● **Problem requirements**: Write out exactly the lines from the one with "One point per instance, each like (463, 468)." through the last line. Pictures stay out.

[BEGIN]

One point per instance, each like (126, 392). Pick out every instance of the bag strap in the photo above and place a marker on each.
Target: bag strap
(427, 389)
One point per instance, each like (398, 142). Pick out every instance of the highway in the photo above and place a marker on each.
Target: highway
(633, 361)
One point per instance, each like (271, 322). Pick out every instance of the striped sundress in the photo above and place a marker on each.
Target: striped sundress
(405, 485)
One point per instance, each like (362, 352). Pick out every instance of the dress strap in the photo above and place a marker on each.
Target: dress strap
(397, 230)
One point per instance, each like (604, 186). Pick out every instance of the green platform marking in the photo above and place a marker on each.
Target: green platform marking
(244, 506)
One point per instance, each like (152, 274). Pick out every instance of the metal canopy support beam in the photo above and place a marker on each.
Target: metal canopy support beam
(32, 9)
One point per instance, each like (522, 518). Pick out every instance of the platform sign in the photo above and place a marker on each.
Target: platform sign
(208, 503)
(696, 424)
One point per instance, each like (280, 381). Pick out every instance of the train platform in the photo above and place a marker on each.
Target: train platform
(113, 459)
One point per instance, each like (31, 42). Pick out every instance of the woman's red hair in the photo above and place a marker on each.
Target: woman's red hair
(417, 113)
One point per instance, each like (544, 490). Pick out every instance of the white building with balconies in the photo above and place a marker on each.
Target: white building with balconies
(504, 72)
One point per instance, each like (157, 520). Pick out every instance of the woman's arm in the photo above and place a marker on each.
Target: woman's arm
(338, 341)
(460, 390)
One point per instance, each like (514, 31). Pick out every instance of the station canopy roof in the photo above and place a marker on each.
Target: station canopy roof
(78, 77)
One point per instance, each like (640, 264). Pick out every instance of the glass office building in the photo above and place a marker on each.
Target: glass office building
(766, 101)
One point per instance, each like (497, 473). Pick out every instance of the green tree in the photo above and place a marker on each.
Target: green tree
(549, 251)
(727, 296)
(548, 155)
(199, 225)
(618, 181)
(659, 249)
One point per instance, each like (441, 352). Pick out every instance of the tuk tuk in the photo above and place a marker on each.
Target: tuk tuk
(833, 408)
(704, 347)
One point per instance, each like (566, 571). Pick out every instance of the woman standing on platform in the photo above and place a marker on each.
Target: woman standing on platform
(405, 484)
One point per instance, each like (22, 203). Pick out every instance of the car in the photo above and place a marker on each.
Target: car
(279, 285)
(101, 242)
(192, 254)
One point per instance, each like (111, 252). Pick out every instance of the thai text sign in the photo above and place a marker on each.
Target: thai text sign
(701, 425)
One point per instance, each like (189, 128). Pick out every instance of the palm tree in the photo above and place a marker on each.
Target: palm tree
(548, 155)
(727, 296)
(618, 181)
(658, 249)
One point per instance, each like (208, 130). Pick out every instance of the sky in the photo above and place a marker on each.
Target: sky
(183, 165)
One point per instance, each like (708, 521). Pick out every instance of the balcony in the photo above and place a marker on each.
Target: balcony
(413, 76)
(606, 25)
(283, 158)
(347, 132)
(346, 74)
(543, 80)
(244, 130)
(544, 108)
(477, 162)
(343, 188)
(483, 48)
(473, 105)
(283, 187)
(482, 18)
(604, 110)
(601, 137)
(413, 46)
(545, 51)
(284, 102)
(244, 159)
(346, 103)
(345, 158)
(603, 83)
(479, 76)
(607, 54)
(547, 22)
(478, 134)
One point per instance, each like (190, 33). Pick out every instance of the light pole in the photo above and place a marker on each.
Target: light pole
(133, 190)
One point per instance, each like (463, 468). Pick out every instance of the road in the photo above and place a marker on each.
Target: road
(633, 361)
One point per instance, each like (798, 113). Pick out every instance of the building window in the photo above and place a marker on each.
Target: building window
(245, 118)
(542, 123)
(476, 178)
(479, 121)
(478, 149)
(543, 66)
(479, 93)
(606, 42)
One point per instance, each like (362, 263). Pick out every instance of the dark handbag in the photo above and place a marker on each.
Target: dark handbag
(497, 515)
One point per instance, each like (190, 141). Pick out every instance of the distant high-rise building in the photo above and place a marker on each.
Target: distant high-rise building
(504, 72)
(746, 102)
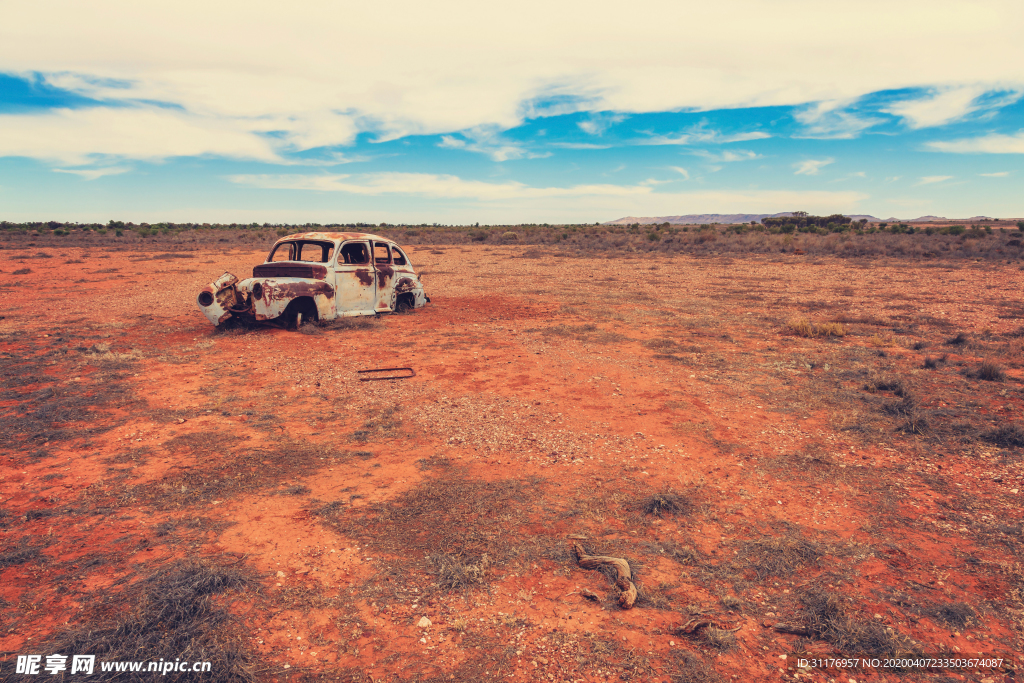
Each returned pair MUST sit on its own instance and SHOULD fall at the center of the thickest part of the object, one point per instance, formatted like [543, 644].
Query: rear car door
[385, 275]
[355, 280]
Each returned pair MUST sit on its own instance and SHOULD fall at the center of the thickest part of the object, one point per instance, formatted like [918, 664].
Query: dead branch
[795, 630]
[624, 580]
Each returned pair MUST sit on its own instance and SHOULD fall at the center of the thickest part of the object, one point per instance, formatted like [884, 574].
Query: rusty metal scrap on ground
[412, 373]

[END]

● **Correct answer**:
One point per instance, each like (463, 468). Pick out every instance of the road in the photo above and place a marker on each.
Target: road
(633, 361)
One point per instance, each like (798, 113). Pick out every instance of the building window in the photo above and place a marker on each.
Target: building window
(245, 118)
(542, 123)
(476, 178)
(479, 121)
(478, 149)
(543, 66)
(479, 93)
(606, 42)
One point per instance, each like (362, 263). Pick out every instance of the dark handbag in the photo above and place a marker on each.
Target: dark handbag
(497, 515)
One point per instance, each like (190, 141). Pick out every instance of the distant high-rise building in the photo above and place a marker on each.
Target: distant high-rise building
(504, 72)
(746, 102)
Each returned pair MUST sit on its own instance and SHOULD fall at the center of the thickest part of the object, one point per instance, formatted like [543, 644].
Query: rear car door
[385, 275]
[355, 280]
Each returned pair MUST sit on its own instance and SHOULD fall at the center of the thickest part of the object, one point per instance, formatted like [918, 664].
Query: dead branch
[795, 630]
[624, 580]
Each returned pair MUST sit on its own instance and SHOULD fall at the center of the thickest part of the object, one point per instance, formatted like [884, 574].
Query: rusty metal scrap on ground
[412, 373]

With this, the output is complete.